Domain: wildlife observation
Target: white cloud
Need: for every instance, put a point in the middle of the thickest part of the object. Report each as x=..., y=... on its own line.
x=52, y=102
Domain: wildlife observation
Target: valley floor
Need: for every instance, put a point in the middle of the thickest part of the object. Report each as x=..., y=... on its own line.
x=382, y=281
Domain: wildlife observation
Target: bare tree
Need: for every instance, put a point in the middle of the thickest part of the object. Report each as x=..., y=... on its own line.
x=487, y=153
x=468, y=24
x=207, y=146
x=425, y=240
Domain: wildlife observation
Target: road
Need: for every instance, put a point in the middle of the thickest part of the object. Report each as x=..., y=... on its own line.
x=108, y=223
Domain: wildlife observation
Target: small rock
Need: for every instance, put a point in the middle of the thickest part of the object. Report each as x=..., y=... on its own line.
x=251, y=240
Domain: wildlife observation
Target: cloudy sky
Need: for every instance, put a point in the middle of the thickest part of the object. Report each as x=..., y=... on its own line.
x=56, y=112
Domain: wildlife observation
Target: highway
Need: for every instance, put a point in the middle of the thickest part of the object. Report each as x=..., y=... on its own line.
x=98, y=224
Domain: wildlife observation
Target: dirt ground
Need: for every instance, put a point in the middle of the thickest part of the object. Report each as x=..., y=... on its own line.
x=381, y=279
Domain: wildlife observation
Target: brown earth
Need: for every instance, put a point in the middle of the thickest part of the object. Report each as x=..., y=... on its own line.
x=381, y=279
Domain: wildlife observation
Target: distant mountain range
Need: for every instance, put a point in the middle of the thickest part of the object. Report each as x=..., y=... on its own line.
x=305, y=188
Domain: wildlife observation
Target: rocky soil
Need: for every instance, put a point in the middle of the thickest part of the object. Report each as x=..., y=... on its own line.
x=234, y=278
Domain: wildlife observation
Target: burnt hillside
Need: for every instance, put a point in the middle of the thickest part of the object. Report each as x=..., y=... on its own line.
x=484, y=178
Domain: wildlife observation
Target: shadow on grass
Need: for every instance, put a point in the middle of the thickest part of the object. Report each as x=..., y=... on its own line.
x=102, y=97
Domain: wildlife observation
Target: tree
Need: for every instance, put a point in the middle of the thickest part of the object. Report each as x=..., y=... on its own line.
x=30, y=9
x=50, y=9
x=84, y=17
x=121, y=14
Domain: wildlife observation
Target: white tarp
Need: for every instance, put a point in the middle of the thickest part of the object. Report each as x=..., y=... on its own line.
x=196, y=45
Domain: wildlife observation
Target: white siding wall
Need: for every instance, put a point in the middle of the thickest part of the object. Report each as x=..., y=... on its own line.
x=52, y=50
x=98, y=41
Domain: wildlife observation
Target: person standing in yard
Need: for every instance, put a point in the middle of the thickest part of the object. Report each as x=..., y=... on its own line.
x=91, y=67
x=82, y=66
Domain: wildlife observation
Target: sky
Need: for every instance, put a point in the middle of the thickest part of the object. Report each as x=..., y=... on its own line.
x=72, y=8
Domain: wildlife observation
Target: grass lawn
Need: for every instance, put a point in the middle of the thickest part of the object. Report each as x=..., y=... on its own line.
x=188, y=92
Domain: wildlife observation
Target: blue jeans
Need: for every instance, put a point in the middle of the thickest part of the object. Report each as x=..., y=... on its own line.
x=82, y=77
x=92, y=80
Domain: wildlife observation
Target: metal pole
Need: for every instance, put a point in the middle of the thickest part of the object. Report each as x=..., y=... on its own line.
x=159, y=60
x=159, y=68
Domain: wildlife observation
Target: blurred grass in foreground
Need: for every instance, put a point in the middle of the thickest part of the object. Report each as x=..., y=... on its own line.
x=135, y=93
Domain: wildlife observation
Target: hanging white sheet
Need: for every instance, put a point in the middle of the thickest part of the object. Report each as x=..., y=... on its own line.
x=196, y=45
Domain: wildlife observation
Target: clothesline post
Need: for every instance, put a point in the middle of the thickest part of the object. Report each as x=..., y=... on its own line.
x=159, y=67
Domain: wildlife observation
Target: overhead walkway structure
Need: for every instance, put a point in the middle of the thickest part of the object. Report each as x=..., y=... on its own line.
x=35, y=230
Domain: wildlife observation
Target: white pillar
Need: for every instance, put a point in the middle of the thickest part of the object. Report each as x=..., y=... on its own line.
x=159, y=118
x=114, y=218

+-------+

TASK DETAILS
Filter the data above down to each line that contains the word "white", matching case exactly.

RESULT
Target: white cloud
Target: white tarp
Target: white siding wall
Target: hanging white sheet
Target: white pillar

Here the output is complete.